医師の需要が多く転職し易い産業医
産業医の仕事と企業の契約義務について
産業医は企業に雇用され、その企業の社員の健康管理や職場の労働環境の改善にかかわる仕事を行います。
役割としては、健康に対する危険性を秘めた従業員を少しでも発見すること、休職や復職に際しての判断や勤務することに対するアドバイス、企業経営の根幹にも影響する従業員の健康管理面をサポートする、などがあります。
すなわち、企業が健全な成長を遂げるために不可欠な従業員の健康に関し、医師の立場から従業員に対してだけでなく、企業に対しても助言を行い、改善させていくことを目的としています。
産業医とは医師として契約してはいますが、医療行為は行わず、面談に基づく判断やアドバイス、書類作成などを業務としているのです。
なお産業医は大企業だけが契約するものではなく、全従業員数が50人を超えた各事業所単位で産業医との契約が必要になります。
そのため企業に50人を超える事業所が複数あるとすれば、その事業所数分の産業医と契約しなくてはいけないことが労働安全衛生法によって義務付けられています。
産業医になるための資格
産業医になるためには医師免許は必須ですが、それ以外にもいくつかの要件を備えておく必要があります。
- 日本医師会など厚生労働大臣指定組織による研修を修了すること
- 産業医科大学などで産業医課程を卒業し、実習を履修すること
- 労働衛生コンサルタントの保健衛生試験に合格すること
- 大学で労働衛生の教授や准教授、講師などを経験していること
これらのうちどれかの条件を備えなければ、産業医として契約することはできません。
産業医に求められる要素
基本的に産業医は自らが医療行為をすることはまずありません。
しかしながら、企業の事業所内に勤務する従業員全員一人一人の労働環境を把握し、判断してくことが求められます。
すなわち、産業医一人で最低50人分の労働環境を把握しなければならないということです。
また従業員のメンタル面を判断するための知識が求められるため、精神科領域の識も必要であるばかりか、労働環境が及ぼす影響を判断する必要があります。
そのために上記に記載した産業医になるための資格が必要になるのです。
産業医として働くメリットやデメリット
産業医は企業に勤務するサラリーマンと同様の勤務形態になります。
土日や祝祭日だけでなく、年末年始や夏季も休みとなり、オンコールや勤務時間外労働もありません。
医師でありながら十分にQOLを確保することができる働き方と言えます。
企業に勤務するため、給与面は契約企業の業績などに影響されることがあります。
また企業との契約になるため、業績不振による倒産など、雇用に対する不安が付きまとうのはサラリーマンと同様です。
しかしながら近年では医療施設の倒産も多く見かけられますので、これはどこに勤務しても同様かもしれません。
産業医の求人傾向
一定数以上の従業員が勤務する事業所では、産業医を雇用することは労働安全衛生法によって義務付けられています。
そのため産業医のニーズは今後ますます高まっていくはずです。
しかしながら医師が転職を考える際に産業医は選択肢に入っていない状況にあります。
すなわちニーズが高いながらも、競争率も低く転職しやすい職業と言えます。
また産業医の求人の傾向としては企業が多く集まる大都市圏に集中しています。
これは地方の企業では産業医が義務付けられる50人以上の事業所が少ないことに起因しているのでしょう。

### 提示された行
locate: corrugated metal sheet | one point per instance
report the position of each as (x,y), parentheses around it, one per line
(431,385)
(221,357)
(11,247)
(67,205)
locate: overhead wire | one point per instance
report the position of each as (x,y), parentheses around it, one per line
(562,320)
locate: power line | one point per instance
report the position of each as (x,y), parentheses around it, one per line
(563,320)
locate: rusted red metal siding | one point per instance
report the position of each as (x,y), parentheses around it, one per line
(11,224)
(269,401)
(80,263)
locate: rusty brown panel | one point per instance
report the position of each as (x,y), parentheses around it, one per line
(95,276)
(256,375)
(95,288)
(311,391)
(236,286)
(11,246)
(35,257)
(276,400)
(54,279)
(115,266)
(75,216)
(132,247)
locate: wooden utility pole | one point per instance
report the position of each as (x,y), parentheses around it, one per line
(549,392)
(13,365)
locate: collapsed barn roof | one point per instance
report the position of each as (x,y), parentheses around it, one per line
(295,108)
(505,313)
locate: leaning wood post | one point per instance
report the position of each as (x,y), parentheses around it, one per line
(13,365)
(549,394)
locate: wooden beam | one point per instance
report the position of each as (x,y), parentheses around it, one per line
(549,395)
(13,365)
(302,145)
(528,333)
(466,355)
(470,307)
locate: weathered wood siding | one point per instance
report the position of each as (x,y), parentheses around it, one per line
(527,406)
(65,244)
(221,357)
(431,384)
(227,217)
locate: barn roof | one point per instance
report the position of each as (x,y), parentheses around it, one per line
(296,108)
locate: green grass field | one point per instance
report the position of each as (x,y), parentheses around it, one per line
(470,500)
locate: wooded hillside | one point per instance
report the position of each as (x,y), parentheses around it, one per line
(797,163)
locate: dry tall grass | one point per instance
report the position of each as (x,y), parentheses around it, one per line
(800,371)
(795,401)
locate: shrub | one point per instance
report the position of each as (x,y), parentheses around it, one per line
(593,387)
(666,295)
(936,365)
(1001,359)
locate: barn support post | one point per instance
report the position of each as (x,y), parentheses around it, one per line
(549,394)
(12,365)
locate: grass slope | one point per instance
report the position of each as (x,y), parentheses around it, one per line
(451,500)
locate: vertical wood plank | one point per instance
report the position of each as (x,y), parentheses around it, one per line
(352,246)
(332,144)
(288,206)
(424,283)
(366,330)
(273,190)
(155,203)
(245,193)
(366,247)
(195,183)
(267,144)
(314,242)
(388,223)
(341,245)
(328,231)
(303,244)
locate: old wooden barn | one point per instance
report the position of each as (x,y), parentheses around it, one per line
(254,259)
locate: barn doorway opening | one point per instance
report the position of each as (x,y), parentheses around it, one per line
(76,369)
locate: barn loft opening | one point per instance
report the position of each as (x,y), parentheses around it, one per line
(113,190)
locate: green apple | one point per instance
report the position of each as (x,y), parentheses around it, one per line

### 課題内容 1
原文によれば、全従業員数が何人を超えた事業所で産業医との契約が必要になりますか。
### 課題内容 2
原文にある「産業医は企業に勤務するサラリーマンと同様の勤務形態になります。」という一文を英語に訳してください。
これらの行は、ここでの作業には使いません。

### 回答文 1
50人を超えた事業所です。

### 回答文 2
Occupational physicians work under the same kind of arrangement as salaried employees of a company.